## ОТРЫВОК СО СТРАНИЦЫ
────────────────────────────────────────
Труднее всего читателю давались политические тексты. До последних дней Советского Союза партия и ее печатные органы изъяснялись на “новоязе”, который формировался десятки лет; это был набор формул, чье единственное назначение заключалось в борьбе со смыслом: его аннигиляции, вытеснении или умалении. В своей важнейшей речи об истории Горбачев продемонстрировал поразительное владение этим ритуальным языком, зачитывая страницы, заполненные “незабываемыми днями Октября… новой эпохой общественного прогресса, подлинной человеческой историей… «звездным часом» человечества, его рассветной зарей… правильностью социалистического выбора, сделанного Октябрем… более высокой формой социальной организации…” Все это словно взято из приложения “О новоязе” к оруэлловскому роману: обороты якобы возвышенного языка, ничьих чувств на самом деле не выражающего. Горбачев по-прежнему ощущал себя внутри герметичного партийного мирка, в котором вождь общается лишь с членами партии, главным образом с ее руководителями. Рассказать народу открыто и честно о подлинном, плачевном состоянии страны означало, скорее всего, вызвать гнев и месть номенклатуры. А народ уже почти не воспринимал избитые клише. Верил ли кто-нибудь, что в октябре 1917-го началась “новая эпоха общественного прогресса”? Уж конечно, не крестьяне на юге России, таскавшие сено на собственном горбу (потому что тракторы ржавели в грязи). Верил ли кто-нибудь, что это и есть “более высокая форма социальной организации”? Уж конечно, не сотрудники и пациенты красноярской больницы, главврач которой признался, что единственный способ иметь иглы – это отчищать от ржавчины старые. Так повелось исстари, что правители говорят на мертвом языке, на выхолощенной уклончивой латыни, а люди – на вульгарной живой, народной. Партийный новояз оказал настолько разрушительное действие, что когда, к примеру, люди слышали речь Сахарова, то они первым делом восхищались не его мудростью, а чистотой его языка. Оруэллу бы это понравилось.
────────────────────────────────────────
## ЗАДАНИЕ 1
Чем прежде всего восхищались люди, когда слышали речь Сахарова, если верить отрывку о партийном новоязе?
## ЗАДАНИЕ 2
Перескажите отрывок о партийном новоязе в двух предложениях.
## ЗАДАНИЕ 3
Продолжите отрывок о партийном новоязе после его последней фразы.

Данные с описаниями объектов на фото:
────────────────────────────────────────
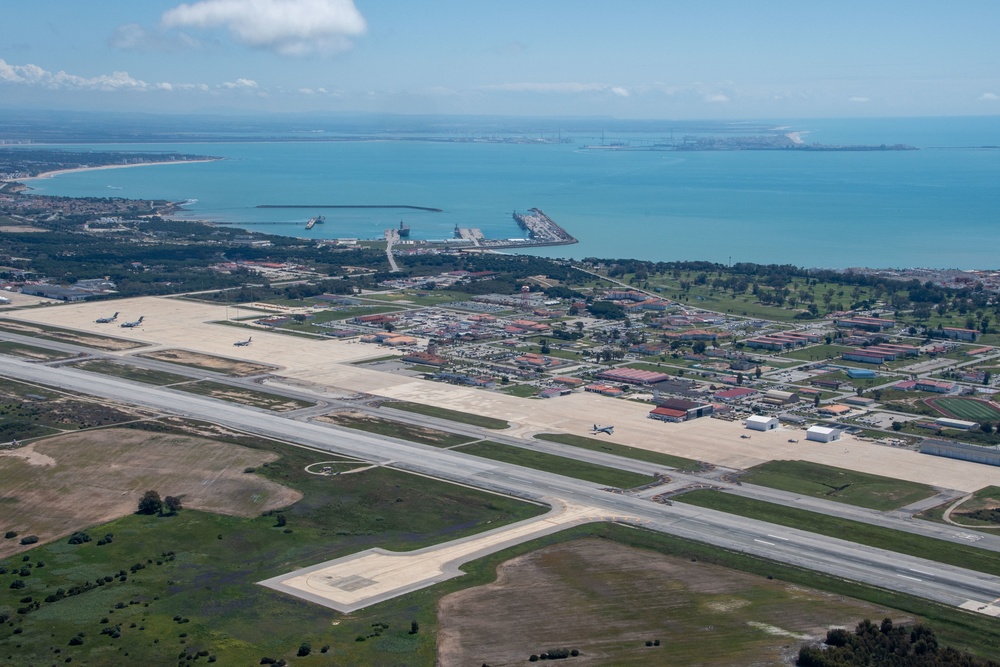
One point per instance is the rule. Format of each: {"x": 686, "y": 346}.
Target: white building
{"x": 822, "y": 434}
{"x": 762, "y": 423}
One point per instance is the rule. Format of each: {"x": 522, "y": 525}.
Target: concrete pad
{"x": 192, "y": 325}
{"x": 327, "y": 366}
{"x": 366, "y": 578}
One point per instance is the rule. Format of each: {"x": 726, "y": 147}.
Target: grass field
{"x": 703, "y": 614}
{"x": 846, "y": 486}
{"x": 959, "y": 555}
{"x": 451, "y": 415}
{"x": 259, "y": 399}
{"x": 637, "y": 453}
{"x": 968, "y": 409}
{"x": 203, "y": 567}
{"x": 559, "y": 465}
{"x": 371, "y": 424}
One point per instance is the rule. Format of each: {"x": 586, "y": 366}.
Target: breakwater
{"x": 404, "y": 206}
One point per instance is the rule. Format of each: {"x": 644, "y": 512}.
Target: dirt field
{"x": 210, "y": 362}
{"x": 607, "y": 600}
{"x": 100, "y": 342}
{"x": 69, "y": 482}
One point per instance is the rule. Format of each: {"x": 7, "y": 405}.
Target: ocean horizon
{"x": 935, "y": 207}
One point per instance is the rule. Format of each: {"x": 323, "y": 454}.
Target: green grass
{"x": 218, "y": 559}
{"x": 521, "y": 390}
{"x": 31, "y": 351}
{"x": 421, "y": 434}
{"x": 637, "y": 453}
{"x": 559, "y": 465}
{"x": 243, "y": 396}
{"x": 129, "y": 372}
{"x": 846, "y": 486}
{"x": 817, "y": 352}
{"x": 959, "y": 555}
{"x": 968, "y": 409}
{"x": 451, "y": 415}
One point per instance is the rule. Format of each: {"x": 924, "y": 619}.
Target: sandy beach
{"x": 59, "y": 172}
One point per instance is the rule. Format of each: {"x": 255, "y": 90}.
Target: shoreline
{"x": 74, "y": 170}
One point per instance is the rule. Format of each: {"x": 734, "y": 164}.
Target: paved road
{"x": 946, "y": 584}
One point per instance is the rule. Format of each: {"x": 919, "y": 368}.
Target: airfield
{"x": 327, "y": 367}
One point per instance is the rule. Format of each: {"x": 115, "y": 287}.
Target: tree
{"x": 171, "y": 504}
{"x": 150, "y": 503}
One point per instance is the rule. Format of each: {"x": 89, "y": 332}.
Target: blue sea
{"x": 934, "y": 207}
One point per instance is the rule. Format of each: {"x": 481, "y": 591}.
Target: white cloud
{"x": 288, "y": 27}
{"x": 241, "y": 83}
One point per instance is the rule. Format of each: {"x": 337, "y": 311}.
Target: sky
{"x": 649, "y": 59}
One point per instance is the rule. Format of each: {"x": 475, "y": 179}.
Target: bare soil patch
{"x": 209, "y": 362}
{"x": 607, "y": 600}
{"x": 79, "y": 338}
{"x": 72, "y": 481}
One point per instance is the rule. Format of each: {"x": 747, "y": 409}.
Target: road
{"x": 885, "y": 569}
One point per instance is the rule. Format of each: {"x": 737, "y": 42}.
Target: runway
{"x": 841, "y": 558}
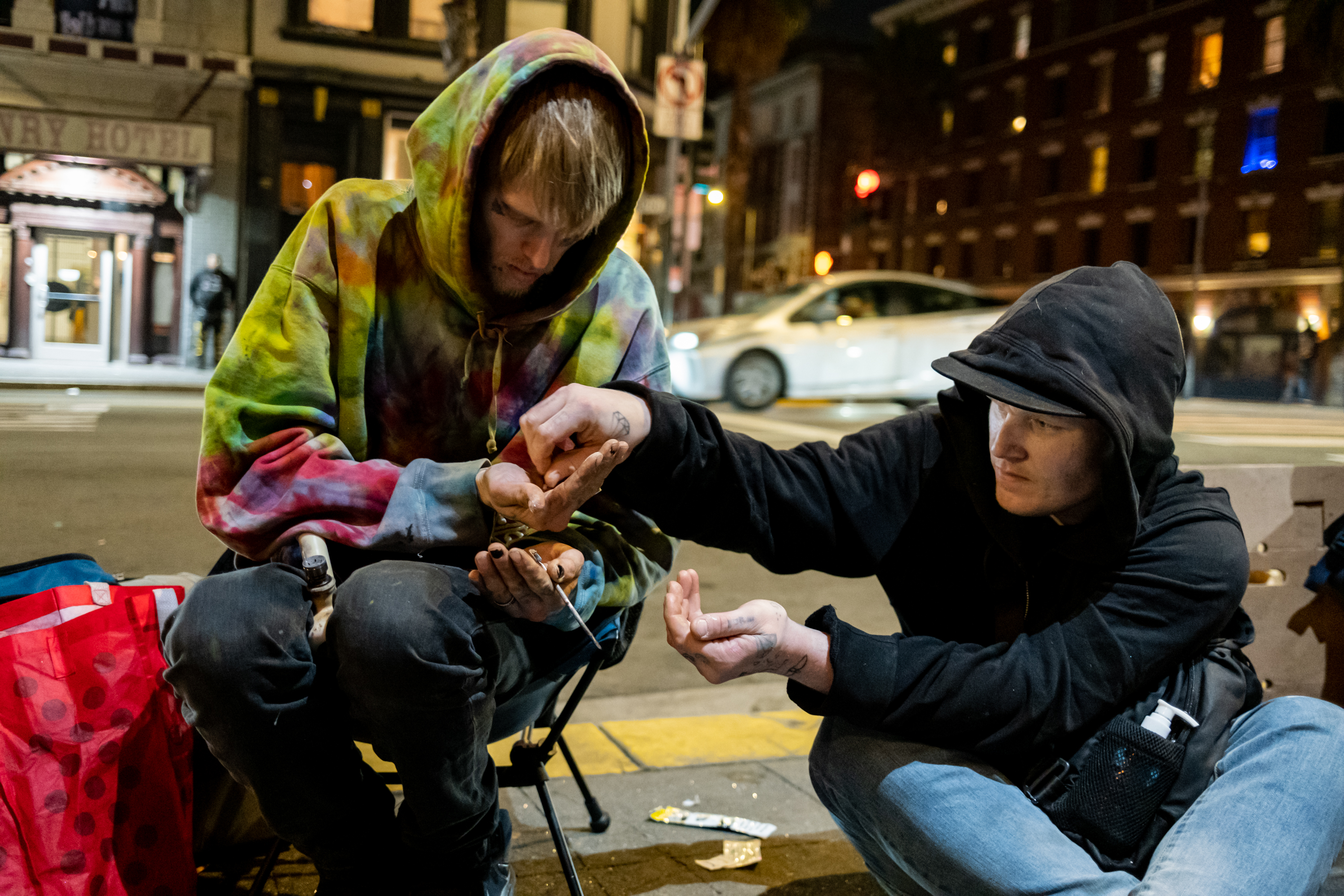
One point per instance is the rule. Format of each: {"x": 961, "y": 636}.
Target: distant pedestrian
{"x": 211, "y": 296}
{"x": 1301, "y": 369}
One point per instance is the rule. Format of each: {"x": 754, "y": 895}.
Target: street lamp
{"x": 867, "y": 183}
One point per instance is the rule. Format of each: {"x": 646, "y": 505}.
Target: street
{"x": 111, "y": 473}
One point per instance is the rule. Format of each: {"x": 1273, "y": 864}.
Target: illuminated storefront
{"x": 95, "y": 234}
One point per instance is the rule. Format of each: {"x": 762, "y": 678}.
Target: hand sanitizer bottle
{"x": 1160, "y": 720}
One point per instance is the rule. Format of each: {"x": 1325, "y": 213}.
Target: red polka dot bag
{"x": 95, "y": 754}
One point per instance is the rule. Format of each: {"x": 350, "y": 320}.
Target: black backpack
{"x": 1121, "y": 792}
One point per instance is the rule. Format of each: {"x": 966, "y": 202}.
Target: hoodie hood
{"x": 1104, "y": 342}
{"x": 447, "y": 148}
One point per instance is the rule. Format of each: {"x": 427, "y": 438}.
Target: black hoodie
{"x": 1019, "y": 637}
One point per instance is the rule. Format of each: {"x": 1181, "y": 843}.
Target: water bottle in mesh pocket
{"x": 1120, "y": 789}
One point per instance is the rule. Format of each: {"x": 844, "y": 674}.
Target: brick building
{"x": 1164, "y": 134}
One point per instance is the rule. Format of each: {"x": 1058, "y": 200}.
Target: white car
{"x": 854, "y": 335}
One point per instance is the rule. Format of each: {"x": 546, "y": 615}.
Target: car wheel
{"x": 754, "y": 382}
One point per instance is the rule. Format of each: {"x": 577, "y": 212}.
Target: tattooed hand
{"x": 569, "y": 425}
{"x": 756, "y": 637}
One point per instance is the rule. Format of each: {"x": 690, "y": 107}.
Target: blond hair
{"x": 565, "y": 143}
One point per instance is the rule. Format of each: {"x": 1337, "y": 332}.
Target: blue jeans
{"x": 414, "y": 664}
{"x": 937, "y": 821}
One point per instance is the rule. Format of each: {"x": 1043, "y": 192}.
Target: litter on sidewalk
{"x": 674, "y": 816}
{"x": 737, "y": 853}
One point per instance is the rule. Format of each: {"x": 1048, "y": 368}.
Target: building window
{"x": 302, "y": 185}
{"x": 1101, "y": 85}
{"x": 976, "y": 119}
{"x": 937, "y": 198}
{"x": 1054, "y": 175}
{"x": 1011, "y": 181}
{"x": 1202, "y": 151}
{"x": 1003, "y": 257}
{"x": 1332, "y": 140}
{"x": 1209, "y": 60}
{"x": 1062, "y": 14}
{"x": 1155, "y": 74}
{"x": 522, "y": 17}
{"x": 1140, "y": 240}
{"x": 936, "y": 265}
{"x": 1017, "y": 105}
{"x": 1100, "y": 162}
{"x": 1256, "y": 233}
{"x": 975, "y": 183}
{"x": 1058, "y": 97}
{"x": 1147, "y": 170}
{"x": 1324, "y": 229}
{"x": 1261, "y": 142}
{"x": 397, "y": 164}
{"x": 349, "y": 15}
{"x": 1092, "y": 246}
{"x": 968, "y": 263}
{"x": 1045, "y": 254}
{"x": 1191, "y": 234}
{"x": 984, "y": 46}
{"x": 1022, "y": 37}
{"x": 88, "y": 19}
{"x": 1275, "y": 42}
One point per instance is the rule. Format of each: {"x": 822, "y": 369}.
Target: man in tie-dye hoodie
{"x": 381, "y": 369}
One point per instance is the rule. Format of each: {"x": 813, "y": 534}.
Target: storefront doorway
{"x": 73, "y": 276}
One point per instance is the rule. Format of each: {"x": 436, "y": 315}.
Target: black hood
{"x": 1104, "y": 342}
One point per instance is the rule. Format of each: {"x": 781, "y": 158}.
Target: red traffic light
{"x": 867, "y": 183}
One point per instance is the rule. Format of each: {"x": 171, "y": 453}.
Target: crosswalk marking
{"x": 80, "y": 417}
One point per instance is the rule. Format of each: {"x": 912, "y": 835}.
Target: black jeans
{"x": 416, "y": 663}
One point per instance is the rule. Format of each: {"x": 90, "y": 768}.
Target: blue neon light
{"x": 1261, "y": 142}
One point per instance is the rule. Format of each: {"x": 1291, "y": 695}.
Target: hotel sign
{"x": 159, "y": 143}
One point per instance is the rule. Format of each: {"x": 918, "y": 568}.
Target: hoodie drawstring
{"x": 495, "y": 375}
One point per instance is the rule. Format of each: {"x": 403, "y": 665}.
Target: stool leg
{"x": 562, "y": 848}
{"x": 267, "y": 868}
{"x": 599, "y": 820}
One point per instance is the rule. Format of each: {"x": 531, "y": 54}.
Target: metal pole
{"x": 1197, "y": 271}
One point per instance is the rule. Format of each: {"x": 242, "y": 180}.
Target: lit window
{"x": 353, "y": 15}
{"x": 1203, "y": 159}
{"x": 1261, "y": 142}
{"x": 1256, "y": 224}
{"x": 1155, "y": 68}
{"x": 303, "y": 185}
{"x": 1324, "y": 229}
{"x": 1275, "y": 41}
{"x": 1209, "y": 60}
{"x": 397, "y": 164}
{"x": 1100, "y": 160}
{"x": 1022, "y": 38}
{"x": 1101, "y": 86}
{"x": 428, "y": 21}
{"x": 522, "y": 17}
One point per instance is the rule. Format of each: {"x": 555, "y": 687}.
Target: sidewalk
{"x": 33, "y": 374}
{"x": 721, "y": 751}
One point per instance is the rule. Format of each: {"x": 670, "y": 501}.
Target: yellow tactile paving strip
{"x": 615, "y": 747}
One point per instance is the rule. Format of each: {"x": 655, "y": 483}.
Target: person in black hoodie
{"x": 1054, "y": 574}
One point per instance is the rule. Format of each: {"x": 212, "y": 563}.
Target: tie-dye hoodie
{"x": 369, "y": 381}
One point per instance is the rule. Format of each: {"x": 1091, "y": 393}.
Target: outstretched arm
{"x": 756, "y": 637}
{"x": 810, "y": 508}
────────────────────────────────────────
## ОТВЕТ НА ЗАДАНИЕ 1
Чистотой его языка, а не его мудростью.

## ОТВЕТ НА ЗАДАНИЕ 2
До последних дней Советского Союза партия говорила на новоязе, то есть на наборе формул, которые боролись со смыслом, и Горбачев в важнейшей речи об истории показал, что отлично владеет этим ритуальным языком. Народ уже почти не воспринимал эти избитые клише, а новояз так навредил, что в речи Сахарова люди прежде всего восхищались чистотой языка.

## ОТВЕТ НА ЗАДАНИЕ 3
В своей речи об истории Горбачев также продемонстрировал склонность к самообману. “Товарщи! – заявил он. – Мы справедливо говорим, что национальный вопрос у нас решен”. Уже одна эта фраза – свидетельство наиболее самоубийственного партийного заблуждения, представления, что и впрямь удалось создать советского человека и многонациональное государство, в котором растворились все виды и роды национализма. Всего через год события в Ереване, Вильнюсе, Таллине и других местах показали, что это совсем не так. По крайней мере, на публике Горбачев производил впечатление человека, не понимающего, ни к чему приведут эти события, ни вообще в каком направлении движется исторический процесс. “В Октябре 1917 года мы ушли от старого мира, бесповоротно отринув его, – говорил он. – Мы идем к новому миру – миру коммунизма. С этого пути мы не свернем никогда! (Бурные, продолжительные аплодисменты.)”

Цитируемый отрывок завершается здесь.